Written exercise:
How many lines in the items below contain the string "coords", with case counting? Reply with the number alone.

Supplied records:
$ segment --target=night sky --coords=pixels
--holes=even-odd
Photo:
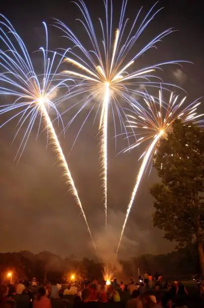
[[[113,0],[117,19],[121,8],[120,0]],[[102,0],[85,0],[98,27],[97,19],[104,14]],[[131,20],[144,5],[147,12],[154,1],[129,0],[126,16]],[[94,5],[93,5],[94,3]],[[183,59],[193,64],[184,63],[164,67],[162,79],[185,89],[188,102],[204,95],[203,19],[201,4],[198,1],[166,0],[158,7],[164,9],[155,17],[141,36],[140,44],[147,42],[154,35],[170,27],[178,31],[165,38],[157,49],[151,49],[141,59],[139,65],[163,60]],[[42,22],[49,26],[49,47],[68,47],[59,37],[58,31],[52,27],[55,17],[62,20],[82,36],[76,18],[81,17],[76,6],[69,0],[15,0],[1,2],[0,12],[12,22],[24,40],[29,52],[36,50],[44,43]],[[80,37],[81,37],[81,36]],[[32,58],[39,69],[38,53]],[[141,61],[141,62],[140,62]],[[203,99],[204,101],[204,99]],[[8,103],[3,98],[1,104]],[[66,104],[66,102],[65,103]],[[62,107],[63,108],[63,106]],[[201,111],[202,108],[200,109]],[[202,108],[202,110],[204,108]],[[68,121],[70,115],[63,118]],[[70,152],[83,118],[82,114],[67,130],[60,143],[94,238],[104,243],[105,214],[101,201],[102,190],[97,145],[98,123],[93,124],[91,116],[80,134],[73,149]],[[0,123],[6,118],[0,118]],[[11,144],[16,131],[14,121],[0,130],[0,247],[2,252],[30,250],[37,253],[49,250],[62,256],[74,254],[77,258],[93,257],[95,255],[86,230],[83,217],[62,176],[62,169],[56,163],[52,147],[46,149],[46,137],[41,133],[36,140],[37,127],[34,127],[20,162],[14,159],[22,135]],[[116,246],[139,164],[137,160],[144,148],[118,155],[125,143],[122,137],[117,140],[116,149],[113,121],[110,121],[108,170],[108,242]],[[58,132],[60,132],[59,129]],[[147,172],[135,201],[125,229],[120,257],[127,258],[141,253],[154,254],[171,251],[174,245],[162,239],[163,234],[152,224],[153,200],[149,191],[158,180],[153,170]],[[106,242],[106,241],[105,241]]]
* * *
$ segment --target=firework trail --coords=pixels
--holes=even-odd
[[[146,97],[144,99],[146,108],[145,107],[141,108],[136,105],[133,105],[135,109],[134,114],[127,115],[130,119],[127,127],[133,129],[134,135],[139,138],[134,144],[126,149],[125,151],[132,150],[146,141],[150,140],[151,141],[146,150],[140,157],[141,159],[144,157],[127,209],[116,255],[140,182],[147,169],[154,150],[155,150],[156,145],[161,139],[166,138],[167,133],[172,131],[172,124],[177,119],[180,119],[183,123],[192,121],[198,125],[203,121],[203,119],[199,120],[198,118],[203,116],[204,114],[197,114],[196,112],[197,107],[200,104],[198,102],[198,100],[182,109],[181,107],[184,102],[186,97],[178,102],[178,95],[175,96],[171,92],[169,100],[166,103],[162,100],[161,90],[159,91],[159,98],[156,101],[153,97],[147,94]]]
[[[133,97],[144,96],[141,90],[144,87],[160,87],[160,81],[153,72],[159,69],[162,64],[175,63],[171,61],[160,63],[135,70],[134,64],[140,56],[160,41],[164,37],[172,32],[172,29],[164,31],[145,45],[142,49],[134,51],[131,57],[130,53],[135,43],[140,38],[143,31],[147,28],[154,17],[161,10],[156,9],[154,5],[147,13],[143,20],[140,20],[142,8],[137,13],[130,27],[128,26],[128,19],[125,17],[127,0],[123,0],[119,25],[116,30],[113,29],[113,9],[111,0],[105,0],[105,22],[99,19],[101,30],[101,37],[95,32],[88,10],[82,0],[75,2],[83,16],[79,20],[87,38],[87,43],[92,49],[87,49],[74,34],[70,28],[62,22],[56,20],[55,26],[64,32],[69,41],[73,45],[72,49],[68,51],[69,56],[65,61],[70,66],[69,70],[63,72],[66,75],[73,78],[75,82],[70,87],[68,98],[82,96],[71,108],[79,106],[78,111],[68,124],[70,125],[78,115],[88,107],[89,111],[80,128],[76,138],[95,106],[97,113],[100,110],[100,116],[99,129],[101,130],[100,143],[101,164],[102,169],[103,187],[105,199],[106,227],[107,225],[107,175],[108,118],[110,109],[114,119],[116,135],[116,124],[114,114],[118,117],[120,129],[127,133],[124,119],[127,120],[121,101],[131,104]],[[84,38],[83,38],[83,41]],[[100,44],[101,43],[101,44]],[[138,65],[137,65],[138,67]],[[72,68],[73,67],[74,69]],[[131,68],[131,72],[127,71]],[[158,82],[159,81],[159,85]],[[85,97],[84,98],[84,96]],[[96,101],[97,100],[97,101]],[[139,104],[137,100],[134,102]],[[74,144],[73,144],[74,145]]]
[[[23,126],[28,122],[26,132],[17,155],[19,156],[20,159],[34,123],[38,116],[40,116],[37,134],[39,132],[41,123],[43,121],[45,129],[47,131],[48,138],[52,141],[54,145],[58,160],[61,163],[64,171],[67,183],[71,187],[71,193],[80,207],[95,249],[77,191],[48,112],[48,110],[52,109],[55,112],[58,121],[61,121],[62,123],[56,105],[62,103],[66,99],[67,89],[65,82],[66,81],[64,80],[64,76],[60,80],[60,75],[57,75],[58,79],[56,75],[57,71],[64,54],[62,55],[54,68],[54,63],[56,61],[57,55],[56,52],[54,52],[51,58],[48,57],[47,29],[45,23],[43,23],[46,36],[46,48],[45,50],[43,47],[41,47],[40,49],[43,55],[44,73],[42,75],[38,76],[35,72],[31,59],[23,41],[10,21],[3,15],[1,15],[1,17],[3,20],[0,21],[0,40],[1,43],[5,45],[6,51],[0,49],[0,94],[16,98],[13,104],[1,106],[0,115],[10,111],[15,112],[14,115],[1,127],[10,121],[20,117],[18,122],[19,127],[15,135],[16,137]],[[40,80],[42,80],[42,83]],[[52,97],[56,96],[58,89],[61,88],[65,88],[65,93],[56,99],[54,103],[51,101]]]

Full output:
2